____ Exercise materials

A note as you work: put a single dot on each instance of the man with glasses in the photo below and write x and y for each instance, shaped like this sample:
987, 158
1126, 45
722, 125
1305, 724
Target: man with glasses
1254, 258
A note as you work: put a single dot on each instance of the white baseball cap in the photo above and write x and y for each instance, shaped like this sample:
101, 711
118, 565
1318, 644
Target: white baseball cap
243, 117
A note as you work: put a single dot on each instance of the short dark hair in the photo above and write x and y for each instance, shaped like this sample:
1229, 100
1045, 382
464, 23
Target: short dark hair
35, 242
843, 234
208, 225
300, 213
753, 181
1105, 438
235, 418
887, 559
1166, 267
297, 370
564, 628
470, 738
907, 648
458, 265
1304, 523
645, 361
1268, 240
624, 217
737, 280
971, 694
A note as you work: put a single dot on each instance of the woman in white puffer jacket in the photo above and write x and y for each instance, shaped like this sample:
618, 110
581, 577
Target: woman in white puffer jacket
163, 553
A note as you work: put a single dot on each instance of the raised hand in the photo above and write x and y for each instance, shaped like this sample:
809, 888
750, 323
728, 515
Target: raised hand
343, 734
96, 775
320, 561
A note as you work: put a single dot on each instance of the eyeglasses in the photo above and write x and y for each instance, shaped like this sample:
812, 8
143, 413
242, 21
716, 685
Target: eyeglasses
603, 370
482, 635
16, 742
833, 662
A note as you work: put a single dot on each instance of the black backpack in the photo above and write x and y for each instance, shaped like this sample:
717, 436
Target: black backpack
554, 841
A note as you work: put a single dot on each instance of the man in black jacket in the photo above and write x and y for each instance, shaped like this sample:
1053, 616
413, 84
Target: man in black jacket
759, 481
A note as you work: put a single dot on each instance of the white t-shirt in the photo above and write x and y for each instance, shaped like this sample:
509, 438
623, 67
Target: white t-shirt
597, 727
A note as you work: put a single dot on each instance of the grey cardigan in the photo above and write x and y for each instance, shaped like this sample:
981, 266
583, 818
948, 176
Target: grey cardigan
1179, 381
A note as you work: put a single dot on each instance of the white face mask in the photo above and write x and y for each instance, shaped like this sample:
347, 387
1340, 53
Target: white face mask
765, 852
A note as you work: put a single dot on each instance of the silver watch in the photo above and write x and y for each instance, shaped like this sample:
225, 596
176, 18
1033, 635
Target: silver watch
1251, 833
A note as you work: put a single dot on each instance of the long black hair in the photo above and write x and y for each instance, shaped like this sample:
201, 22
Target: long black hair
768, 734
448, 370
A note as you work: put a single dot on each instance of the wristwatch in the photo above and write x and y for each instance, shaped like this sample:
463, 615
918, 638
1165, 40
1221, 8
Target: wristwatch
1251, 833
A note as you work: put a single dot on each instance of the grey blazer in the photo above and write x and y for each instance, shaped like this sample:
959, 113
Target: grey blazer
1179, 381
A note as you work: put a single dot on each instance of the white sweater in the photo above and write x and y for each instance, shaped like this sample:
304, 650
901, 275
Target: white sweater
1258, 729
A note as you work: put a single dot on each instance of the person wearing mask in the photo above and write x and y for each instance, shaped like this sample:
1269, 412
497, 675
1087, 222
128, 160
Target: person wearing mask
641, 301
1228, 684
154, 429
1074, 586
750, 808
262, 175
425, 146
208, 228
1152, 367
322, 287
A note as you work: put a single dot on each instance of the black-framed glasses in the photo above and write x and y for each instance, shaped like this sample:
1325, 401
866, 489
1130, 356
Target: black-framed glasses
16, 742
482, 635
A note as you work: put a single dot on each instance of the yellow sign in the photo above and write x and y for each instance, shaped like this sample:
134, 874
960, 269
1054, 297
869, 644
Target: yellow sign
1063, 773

________

= Given instruction =
Convert every line of the listing above into a JSON list of strings, one string per line, and skip any blank lines.

= Solution for this exercise =
[
  "A note as you work: put a single dot on each instance of the man with glasses in the photo below and write x and y for each instance, shaped like this sample:",
  "987, 158",
  "1126, 45",
  "722, 125",
  "1305, 724",
  "Target: man with glasses",
  "1254, 258",
  "A note as you work: put a single dot on each instance of the white baseball cap in the photo above and write x and y for each instance, shaped like this sample:",
  "101, 711",
  "118, 565",
  "1318, 644",
  "Target: white baseball cap",
  "243, 117",
  "A note as you work: put a single dot on each instance of the short dark hair in the photo above and write x and y for each instance, shaped like this sample:",
  "1229, 100",
  "1045, 382",
  "464, 23",
  "Target: short dark hair",
  "35, 242",
  "843, 234",
  "208, 225",
  "300, 213",
  "753, 181",
  "1105, 438",
  "235, 418",
  "887, 559",
  "1166, 267",
  "297, 370",
  "564, 628",
  "470, 738",
  "907, 648",
  "458, 265",
  "1304, 523",
  "645, 361",
  "1268, 240",
  "624, 217",
  "737, 280",
  "971, 694",
  "A note as you work: put a single dot on each instance of the woman in white puffer jacket in the photo above and write x and y for each instance, shaped like this sample:",
  "618, 110",
  "581, 577",
  "Target: woman in white puffer jacket",
  "163, 553",
  "A note as you work: put a single dot on each instance of the raised hand in the photo above and write x and y for each instance, shaped like this sample:",
  "809, 888",
  "750, 323",
  "728, 515",
  "Target: raised hand",
  "343, 734",
  "96, 775",
  "320, 561",
  "A note as you work: put a single dot on each instance of the eyeglasses in the photo above and write x and y for each instance, shaped like this sample:",
  "812, 8",
  "143, 413",
  "242, 21",
  "716, 685",
  "Target: eyeglasses",
  "603, 370",
  "482, 635",
  "16, 742",
  "833, 662",
  "A note as you work: put a single dot on each instance of the black backpack in the photo above and write x and y for each instance, shaped like this sample:",
  "717, 436",
  "Target: black backpack",
  "554, 841",
  "A note as you work: put a single dot on each instance of the man in black jacket in the photo above and write x and y for each instance, shaped like this sample:",
  "1053, 616",
  "413, 84",
  "Target: man in black jacket",
  "759, 481",
  "A note as you work: put a single dot on each instance of the white t-shirt in the photo above and write x and y for each instance, shaped like this sample:",
  "509, 438",
  "623, 67",
  "Target: white t-shirt",
  "597, 727",
  "A note as you work: put a single dot on each instance of the grey cardigan in the photo above and write x and y for each instance, shaped like this sample:",
  "981, 266",
  "583, 818",
  "948, 176",
  "Target: grey cardigan",
  "1179, 381",
  "A note as you work: put a single dot on each instance of the white face mask in the photo above and write x and y for each instance, shaped like this sample:",
  "347, 387",
  "1340, 53",
  "Target: white face mask",
  "765, 852",
  "A note as you work: put a single dot on each instance of the silver watch in the photo above and write x and y for each instance, shaped like this sample:",
  "225, 596",
  "176, 18",
  "1033, 635",
  "Target: silver watch",
  "1251, 833",
  "A note as you work: put a single dot on each instance of the long black hair in the photo above and write x and y for each instance, shaped like this sample:",
  "201, 22",
  "Target: long black hair",
  "768, 734",
  "448, 370",
  "A note as you work: put a single dot on each instance of the wristwatch in the photo above and write x and y for each instance, shaped like this sample:",
  "463, 615",
  "918, 638",
  "1165, 40",
  "1221, 8",
  "Target: wristwatch",
  "1251, 833",
  "A note as you work: put a single dot on each instance of the grey blazer in the photo above and write x and y for each instance, shaped like this sample:",
  "959, 113",
  "Target: grey blazer",
  "1179, 381",
  "A note as you work: put a single dot on each instance of the white sweater in the photo above and write x and y for each instance, shaped like this sample:",
  "304, 650",
  "901, 275",
  "Target: white sweater",
  "1258, 729",
  "A note as you work: put a single dot on each instance of the person wearing mask in the photo above and write x and y for each instance, shaped like this sample:",
  "1269, 412",
  "497, 675",
  "1087, 222",
  "128, 160",
  "Target: person wearing mask",
  "641, 301",
  "1228, 684",
  "154, 429",
  "1074, 586",
  "750, 808",
  "262, 175",
  "425, 146",
  "208, 228",
  "1152, 367",
  "322, 287",
  "A note as you work: put a single dot on each instance of the black-framed glasses in the photo above and write x and y for each instance, shaped like this sample:",
  "1325, 401",
  "866, 489",
  "1130, 356",
  "Target: black-framed glasses",
  "16, 742",
  "482, 635",
  "A note as you work: put a single dot on each instance of the yellow sign in the photo above and write x and y for each instance, shaped like this sample:",
  "134, 874",
  "960, 269",
  "1054, 297",
  "869, 644",
  "Target: yellow sign",
  "1063, 773"
]